→ **DIRECTIONS FOR THIS TASK**
Copy the items from the line containing "Can you find the white sign" through the line containing "[[212, 293]]", both included, and replace "balcony" with "terrace", leaving everything else unchanged. Leave the pictures out.

---+---

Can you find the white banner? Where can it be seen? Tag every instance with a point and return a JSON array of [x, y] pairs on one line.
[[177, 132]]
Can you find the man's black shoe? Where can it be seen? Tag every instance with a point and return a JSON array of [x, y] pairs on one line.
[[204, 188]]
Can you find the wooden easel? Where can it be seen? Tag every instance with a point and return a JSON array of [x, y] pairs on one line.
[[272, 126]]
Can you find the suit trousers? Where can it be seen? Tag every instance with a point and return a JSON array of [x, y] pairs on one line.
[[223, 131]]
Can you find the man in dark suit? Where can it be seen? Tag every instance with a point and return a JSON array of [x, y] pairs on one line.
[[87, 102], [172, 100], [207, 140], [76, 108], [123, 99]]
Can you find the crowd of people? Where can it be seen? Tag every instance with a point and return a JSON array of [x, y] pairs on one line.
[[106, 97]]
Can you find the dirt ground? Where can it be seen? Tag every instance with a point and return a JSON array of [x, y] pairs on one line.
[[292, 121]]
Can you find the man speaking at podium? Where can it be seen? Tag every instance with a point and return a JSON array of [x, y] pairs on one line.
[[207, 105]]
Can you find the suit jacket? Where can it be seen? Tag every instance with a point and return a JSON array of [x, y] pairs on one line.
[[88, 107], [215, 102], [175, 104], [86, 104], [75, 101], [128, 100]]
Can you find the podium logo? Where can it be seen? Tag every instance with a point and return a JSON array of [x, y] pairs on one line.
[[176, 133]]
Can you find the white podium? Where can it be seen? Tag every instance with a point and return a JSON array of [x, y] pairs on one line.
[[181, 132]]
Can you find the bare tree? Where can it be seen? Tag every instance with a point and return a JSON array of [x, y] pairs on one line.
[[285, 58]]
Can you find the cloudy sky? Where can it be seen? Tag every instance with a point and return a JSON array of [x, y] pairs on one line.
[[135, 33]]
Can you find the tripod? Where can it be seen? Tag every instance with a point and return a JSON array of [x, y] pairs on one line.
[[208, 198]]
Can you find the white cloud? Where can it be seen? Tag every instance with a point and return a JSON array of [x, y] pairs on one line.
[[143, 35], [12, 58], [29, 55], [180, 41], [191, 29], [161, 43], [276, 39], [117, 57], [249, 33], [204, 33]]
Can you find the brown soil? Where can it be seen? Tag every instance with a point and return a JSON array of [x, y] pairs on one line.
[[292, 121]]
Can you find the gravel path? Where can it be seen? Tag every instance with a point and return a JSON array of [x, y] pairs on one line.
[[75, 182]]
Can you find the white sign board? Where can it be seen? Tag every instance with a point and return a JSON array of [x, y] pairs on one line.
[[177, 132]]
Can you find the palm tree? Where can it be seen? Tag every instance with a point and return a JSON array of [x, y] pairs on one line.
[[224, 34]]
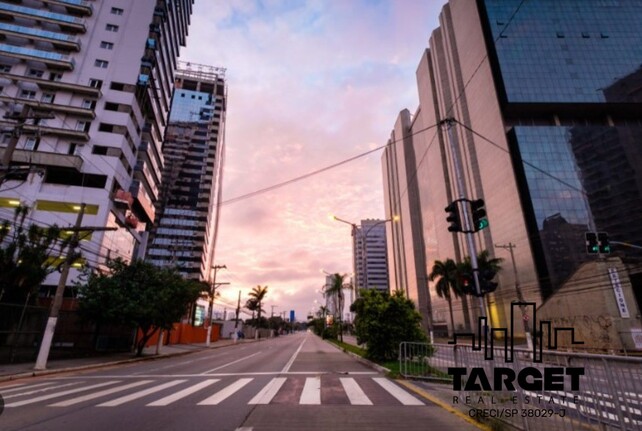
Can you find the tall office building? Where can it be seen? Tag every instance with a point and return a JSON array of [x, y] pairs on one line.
[[546, 98], [187, 211], [85, 95], [370, 255]]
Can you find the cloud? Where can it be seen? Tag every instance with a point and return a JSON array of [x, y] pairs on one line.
[[310, 83]]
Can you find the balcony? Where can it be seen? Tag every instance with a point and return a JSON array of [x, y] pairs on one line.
[[40, 158], [59, 40], [65, 21], [42, 106], [51, 59], [49, 130], [79, 6]]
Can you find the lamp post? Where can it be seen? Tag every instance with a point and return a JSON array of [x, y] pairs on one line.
[[212, 293]]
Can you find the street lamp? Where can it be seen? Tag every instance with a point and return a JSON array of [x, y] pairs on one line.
[[211, 295]]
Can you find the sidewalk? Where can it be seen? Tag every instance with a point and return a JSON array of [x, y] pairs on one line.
[[25, 369]]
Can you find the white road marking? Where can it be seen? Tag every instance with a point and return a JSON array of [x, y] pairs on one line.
[[231, 363], [182, 394], [225, 393], [59, 394], [22, 387], [291, 361], [99, 394], [140, 394], [355, 394], [311, 394], [35, 391], [269, 391], [402, 396]]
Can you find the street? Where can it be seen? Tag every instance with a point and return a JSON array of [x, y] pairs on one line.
[[294, 382]]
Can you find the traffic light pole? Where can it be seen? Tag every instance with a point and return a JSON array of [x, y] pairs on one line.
[[460, 189]]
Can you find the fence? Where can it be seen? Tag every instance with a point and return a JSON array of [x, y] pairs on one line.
[[609, 396]]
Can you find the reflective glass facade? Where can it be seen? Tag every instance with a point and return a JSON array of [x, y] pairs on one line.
[[565, 51]]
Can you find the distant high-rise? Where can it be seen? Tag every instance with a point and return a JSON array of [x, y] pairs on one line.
[[370, 255], [102, 73], [546, 100], [187, 211]]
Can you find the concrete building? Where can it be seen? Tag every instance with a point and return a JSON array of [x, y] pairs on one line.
[[545, 101], [187, 212], [370, 255], [102, 74]]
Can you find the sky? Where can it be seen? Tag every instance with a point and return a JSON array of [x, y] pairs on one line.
[[310, 83]]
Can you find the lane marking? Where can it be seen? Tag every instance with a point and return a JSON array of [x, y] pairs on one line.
[[311, 394], [230, 363], [99, 394], [22, 387], [140, 394], [402, 396], [291, 361], [184, 393], [60, 394], [225, 393], [50, 388], [354, 392], [269, 391]]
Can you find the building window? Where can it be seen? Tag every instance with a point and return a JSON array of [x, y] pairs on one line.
[[96, 83], [31, 144], [36, 73], [28, 94], [47, 97], [83, 126]]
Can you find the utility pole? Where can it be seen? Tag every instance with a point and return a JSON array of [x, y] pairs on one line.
[[47, 338], [212, 293], [238, 311], [461, 192], [520, 297]]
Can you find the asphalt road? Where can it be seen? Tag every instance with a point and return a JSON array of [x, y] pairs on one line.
[[294, 382]]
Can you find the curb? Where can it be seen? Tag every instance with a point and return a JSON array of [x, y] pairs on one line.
[[442, 404], [24, 375]]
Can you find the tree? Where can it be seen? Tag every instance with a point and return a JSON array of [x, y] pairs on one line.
[[446, 273], [138, 294], [258, 294], [335, 290], [383, 321], [26, 256]]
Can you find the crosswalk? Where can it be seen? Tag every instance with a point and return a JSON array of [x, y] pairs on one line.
[[262, 390]]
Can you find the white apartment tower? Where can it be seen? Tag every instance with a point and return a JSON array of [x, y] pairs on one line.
[[370, 255], [101, 73], [185, 230]]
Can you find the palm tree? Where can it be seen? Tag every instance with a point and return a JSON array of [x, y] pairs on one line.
[[258, 294], [447, 273], [335, 289]]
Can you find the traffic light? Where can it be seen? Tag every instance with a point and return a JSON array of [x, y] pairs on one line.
[[592, 245], [479, 215], [486, 283], [603, 242], [454, 217]]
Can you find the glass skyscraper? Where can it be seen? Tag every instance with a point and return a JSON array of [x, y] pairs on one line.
[[547, 97]]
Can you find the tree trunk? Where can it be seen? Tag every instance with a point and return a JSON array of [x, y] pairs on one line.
[[452, 319]]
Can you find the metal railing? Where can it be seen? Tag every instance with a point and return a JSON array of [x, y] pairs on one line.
[[609, 395]]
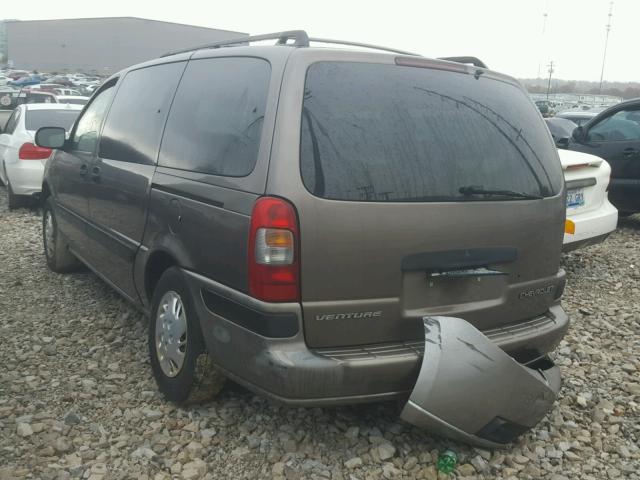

---+---

→ **COMPLETED TASK**
Can you find the white sign board? Where can it be seen? Tag every instance with a point and return a JSON array of [x, y] pairs on one line.
[[177, 132]]
Can you find the palm tree? Where can it be seen? Tag every instance with a point and return a JSON array of [x, y] pairs on one line.
[[224, 34]]
Can you find the tall office building? Where can it be seen? Tag every instance with a point and return a JSON array of [x, y] pairs on one line.
[[546, 98], [187, 211], [85, 95], [370, 255]]
Can you find the cloud? Where can it be seen? Tag every instance with a point and return a JSON array of [x, y] pairs on one line.
[[310, 83]]
Can you find the terrace? Where can it be seen? Tag every instance with a point and return a JSON array of [x, y] pairs on one line.
[[40, 158], [59, 40], [65, 21], [42, 106], [51, 59], [49, 130], [79, 6]]
Can you find the lamp post? Where can it be seen? Tag every instance with a point and return a JSON array of [x, y] pairs on one line.
[[212, 293]]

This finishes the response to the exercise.